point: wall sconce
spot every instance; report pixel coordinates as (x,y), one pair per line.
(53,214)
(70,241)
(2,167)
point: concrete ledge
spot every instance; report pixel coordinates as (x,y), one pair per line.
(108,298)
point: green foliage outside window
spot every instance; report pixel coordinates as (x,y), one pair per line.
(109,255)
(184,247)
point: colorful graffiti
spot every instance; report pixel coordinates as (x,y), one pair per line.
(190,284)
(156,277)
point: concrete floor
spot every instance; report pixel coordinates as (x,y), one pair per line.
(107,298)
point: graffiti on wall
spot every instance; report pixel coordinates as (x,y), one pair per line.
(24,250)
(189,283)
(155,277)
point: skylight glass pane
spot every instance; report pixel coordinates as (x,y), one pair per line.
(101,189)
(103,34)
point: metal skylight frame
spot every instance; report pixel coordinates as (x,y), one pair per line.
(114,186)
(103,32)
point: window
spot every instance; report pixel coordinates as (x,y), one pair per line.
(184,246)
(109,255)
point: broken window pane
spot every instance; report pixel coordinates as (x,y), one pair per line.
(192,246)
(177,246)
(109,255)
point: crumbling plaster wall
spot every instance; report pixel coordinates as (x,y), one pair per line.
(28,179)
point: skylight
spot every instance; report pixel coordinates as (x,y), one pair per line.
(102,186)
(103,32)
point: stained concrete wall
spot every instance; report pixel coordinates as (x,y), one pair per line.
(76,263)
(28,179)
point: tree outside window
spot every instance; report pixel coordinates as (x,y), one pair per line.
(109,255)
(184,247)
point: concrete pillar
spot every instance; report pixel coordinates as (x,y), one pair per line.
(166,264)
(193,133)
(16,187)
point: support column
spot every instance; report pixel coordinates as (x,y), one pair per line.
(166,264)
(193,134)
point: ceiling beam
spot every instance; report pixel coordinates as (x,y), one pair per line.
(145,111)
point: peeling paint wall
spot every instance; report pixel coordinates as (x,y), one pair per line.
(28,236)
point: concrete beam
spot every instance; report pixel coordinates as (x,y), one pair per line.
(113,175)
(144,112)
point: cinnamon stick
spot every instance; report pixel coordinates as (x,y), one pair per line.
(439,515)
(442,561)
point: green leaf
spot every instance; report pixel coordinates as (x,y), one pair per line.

▶ _Exercise goal_: Write out all the lines again, exactly as they are.

▶ _Reply to the exercise_:
point: wall sconce
spot every instance; report pixel coordinates as (x,y), one pair per line.
(53,214)
(70,241)
(2,167)
point: concrete ledge
spot every instance; report pixel coordinates as (x,y), one pair per line.
(108,298)
point: green foliage outside window
spot every instance; report pixel coordinates as (x,y), one pair per line.
(109,255)
(184,247)
point: colorful graffiti
spot every instance; report pixel coordinates as (x,y), one pair per line.
(190,284)
(156,277)
point: concrete floor
spot every instance; report pixel coordinates as (x,y), one pair per line.
(107,298)
point: graffiti on wall
spot every instance; report pixel coordinates as (x,y), one pair per line.
(24,250)
(189,283)
(155,277)
point: skylight glass pane
spot every instance; report pixel coordinates as (x,y), one pair per line.
(101,189)
(103,34)
point: metal skylight frame
spot every instance; report pixel coordinates as (x,y), one pair per line.
(114,186)
(103,32)
point: window
spot every instance; report pixel coordinates as (x,y), one pair per line.
(184,246)
(109,255)
point: broken window pane
spot every instance; report pixel coordinates as (x,y), one pair per line.
(192,246)
(177,246)
(109,255)
point: crumbling plaster wall
spot every instance; report pixel coordinates as (x,y), one pair per line.
(28,179)
point: skylight
spot every instance; report pixel coordinates as (x,y), one pair per line.
(102,186)
(103,32)
point: stained concrete wall
spot every instance; report pixel coordinates as (x,y), one pair per line.
(76,263)
(28,179)
point: tree outside window
spot every instance; report pixel coordinates as (x,y), one pair per line.
(109,255)
(184,247)
point: concrete pillar
spot every instance; report pixel coordinates as (x,y), one pair per line.
(166,264)
(193,133)
(16,187)
point: support column
spot every instance; report pixel coordinates as (x,y), one pair per line.
(166,264)
(193,134)
point: ceiling beam
spot every instance; report pixel coordinates as (x,y), one pair per line.
(145,111)
point: peeling paint wall
spot every instance; report pixel coordinates as (x,y), one pair per line.
(28,236)
point: concrete beam
spot every instance; report pixel coordinates as (x,y), one pair per line.
(113,175)
(144,112)
point: cinnamon stick
spot every instance; report pixel coordinates as (x,y), one pair per line.
(439,515)
(442,561)
point: green leaf
spot every instance; report pixel coordinates as (x,y), one pair per line.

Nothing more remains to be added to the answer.